# [WORK TASK]
Could you print the entries below exactly, starting at the line that contains "knit beanie in the photo above." and stopping after the last one?

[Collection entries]
★ ★ ★ ★

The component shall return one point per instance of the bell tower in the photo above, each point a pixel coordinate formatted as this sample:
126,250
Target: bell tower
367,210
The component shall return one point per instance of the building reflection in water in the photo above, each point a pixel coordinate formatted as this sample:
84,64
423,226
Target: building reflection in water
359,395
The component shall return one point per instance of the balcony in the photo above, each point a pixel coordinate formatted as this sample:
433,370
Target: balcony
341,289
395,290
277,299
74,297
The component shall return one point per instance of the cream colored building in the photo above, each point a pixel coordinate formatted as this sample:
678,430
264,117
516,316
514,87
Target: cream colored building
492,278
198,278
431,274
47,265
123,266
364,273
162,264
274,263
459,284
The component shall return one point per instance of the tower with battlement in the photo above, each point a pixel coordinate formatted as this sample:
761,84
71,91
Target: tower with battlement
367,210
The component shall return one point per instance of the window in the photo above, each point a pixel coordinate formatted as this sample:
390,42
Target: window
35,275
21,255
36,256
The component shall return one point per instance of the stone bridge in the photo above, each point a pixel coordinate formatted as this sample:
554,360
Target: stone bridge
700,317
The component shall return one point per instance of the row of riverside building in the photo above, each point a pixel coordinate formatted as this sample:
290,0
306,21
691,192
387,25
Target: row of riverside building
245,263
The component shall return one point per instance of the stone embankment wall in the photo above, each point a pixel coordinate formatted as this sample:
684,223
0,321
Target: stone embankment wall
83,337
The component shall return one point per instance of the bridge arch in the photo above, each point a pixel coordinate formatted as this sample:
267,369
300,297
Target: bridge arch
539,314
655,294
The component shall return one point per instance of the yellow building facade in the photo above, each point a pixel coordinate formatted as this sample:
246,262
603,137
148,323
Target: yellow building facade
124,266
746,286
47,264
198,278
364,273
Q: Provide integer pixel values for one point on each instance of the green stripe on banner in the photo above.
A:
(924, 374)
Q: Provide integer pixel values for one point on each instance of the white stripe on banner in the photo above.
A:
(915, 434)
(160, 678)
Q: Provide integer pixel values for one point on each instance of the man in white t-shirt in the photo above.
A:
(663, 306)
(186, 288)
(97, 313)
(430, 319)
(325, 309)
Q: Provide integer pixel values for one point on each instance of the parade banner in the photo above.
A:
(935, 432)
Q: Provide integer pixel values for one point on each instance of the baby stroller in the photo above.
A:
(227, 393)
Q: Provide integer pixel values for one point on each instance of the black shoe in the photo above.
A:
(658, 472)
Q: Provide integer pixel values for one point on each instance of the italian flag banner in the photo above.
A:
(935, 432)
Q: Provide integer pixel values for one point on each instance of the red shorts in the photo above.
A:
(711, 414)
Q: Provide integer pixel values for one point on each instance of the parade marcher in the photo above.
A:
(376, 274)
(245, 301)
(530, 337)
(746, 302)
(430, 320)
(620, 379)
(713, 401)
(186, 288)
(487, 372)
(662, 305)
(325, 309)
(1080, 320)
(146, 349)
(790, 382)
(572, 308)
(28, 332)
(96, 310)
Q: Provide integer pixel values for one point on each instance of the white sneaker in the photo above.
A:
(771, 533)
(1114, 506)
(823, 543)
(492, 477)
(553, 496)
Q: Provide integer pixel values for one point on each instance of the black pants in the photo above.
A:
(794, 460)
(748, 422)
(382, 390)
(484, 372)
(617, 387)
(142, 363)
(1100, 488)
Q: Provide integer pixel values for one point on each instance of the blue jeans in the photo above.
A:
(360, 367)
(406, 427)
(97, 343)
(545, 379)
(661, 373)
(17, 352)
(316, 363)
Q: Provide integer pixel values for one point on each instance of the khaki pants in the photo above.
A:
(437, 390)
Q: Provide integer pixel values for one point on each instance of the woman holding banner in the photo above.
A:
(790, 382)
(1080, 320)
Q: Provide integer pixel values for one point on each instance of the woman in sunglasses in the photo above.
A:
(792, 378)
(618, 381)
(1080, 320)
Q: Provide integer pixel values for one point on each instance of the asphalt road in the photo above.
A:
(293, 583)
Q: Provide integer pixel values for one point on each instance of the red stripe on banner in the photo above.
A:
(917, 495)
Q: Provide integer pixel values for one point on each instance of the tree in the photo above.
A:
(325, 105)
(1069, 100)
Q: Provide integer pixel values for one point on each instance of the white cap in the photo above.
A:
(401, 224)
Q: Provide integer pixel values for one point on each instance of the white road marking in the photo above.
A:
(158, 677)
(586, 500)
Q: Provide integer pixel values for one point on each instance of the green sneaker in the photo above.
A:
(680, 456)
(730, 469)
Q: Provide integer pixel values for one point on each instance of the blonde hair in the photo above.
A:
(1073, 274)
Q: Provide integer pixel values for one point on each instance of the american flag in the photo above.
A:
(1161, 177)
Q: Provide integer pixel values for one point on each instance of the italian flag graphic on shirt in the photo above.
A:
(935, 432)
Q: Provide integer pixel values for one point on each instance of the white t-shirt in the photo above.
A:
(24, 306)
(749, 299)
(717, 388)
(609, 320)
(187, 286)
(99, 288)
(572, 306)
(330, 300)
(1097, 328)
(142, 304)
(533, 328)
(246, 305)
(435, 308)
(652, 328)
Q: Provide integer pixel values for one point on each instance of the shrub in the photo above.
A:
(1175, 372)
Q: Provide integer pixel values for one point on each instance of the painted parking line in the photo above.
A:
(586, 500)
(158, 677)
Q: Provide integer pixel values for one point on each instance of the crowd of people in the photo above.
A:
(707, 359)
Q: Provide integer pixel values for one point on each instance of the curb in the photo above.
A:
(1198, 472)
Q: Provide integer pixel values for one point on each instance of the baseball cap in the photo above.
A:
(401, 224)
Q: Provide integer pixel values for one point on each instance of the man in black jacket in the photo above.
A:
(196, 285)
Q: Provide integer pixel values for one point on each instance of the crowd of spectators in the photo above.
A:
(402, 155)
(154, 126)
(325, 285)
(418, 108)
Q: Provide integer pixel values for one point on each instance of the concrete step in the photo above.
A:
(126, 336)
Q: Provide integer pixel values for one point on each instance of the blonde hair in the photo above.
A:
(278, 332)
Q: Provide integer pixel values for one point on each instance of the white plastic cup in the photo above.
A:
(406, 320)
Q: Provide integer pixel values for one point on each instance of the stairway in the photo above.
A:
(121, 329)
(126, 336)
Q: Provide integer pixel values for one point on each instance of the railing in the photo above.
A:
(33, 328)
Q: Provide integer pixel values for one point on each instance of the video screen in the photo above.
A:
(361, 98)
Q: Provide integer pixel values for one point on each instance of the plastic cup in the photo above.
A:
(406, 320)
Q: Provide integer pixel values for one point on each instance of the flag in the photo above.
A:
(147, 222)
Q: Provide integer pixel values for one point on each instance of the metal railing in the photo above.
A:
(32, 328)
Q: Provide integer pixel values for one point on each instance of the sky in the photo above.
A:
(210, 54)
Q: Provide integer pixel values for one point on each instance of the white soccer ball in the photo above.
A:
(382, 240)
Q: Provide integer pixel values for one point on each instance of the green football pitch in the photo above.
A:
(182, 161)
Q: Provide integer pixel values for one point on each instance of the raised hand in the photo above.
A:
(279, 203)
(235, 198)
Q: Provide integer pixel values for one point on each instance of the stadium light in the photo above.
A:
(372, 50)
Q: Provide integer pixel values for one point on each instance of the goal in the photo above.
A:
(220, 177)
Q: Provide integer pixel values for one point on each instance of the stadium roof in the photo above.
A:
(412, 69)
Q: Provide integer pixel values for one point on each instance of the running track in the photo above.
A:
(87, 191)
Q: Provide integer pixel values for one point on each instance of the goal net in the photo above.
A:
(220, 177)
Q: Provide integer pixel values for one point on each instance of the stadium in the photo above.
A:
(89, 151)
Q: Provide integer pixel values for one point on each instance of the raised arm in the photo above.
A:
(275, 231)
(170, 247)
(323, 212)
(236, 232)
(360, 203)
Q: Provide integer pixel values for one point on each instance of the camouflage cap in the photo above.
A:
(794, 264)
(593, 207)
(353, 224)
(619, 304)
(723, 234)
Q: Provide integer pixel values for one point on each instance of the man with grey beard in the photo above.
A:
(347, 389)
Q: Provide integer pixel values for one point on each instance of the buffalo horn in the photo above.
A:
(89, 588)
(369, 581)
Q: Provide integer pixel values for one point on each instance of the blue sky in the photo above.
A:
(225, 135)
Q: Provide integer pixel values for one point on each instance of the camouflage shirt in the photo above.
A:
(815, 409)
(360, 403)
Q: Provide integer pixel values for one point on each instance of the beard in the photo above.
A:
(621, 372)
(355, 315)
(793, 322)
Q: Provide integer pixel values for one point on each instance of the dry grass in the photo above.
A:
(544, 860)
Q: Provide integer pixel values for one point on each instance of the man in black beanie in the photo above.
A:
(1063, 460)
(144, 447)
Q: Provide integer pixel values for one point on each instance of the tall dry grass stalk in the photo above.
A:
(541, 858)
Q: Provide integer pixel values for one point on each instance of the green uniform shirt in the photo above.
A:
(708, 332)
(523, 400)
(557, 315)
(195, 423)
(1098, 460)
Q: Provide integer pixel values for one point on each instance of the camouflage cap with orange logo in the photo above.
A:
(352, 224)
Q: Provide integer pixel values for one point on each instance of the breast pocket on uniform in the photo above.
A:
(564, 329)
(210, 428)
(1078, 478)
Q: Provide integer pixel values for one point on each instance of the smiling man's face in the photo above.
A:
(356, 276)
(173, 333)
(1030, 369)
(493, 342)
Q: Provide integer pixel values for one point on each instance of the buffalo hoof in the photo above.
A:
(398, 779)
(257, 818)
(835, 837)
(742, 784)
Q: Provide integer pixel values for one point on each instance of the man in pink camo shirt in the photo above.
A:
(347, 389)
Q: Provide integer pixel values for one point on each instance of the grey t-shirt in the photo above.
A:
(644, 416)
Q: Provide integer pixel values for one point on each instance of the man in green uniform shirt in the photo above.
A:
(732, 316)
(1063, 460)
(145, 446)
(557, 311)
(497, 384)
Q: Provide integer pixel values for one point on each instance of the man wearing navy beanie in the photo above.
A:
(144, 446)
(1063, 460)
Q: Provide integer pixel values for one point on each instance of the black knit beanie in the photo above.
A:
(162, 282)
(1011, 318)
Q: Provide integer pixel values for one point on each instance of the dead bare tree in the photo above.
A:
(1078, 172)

★ ★ ★ ★

# [RESPONSE AREA]
Q: Provide integer pixel values for one point on each instance of the black knit beanie in the photo above.
A:
(162, 282)
(1011, 318)
Q: Provide integer pixel values for one point on each instance of the dead bare tree in the photo above.
A:
(1078, 172)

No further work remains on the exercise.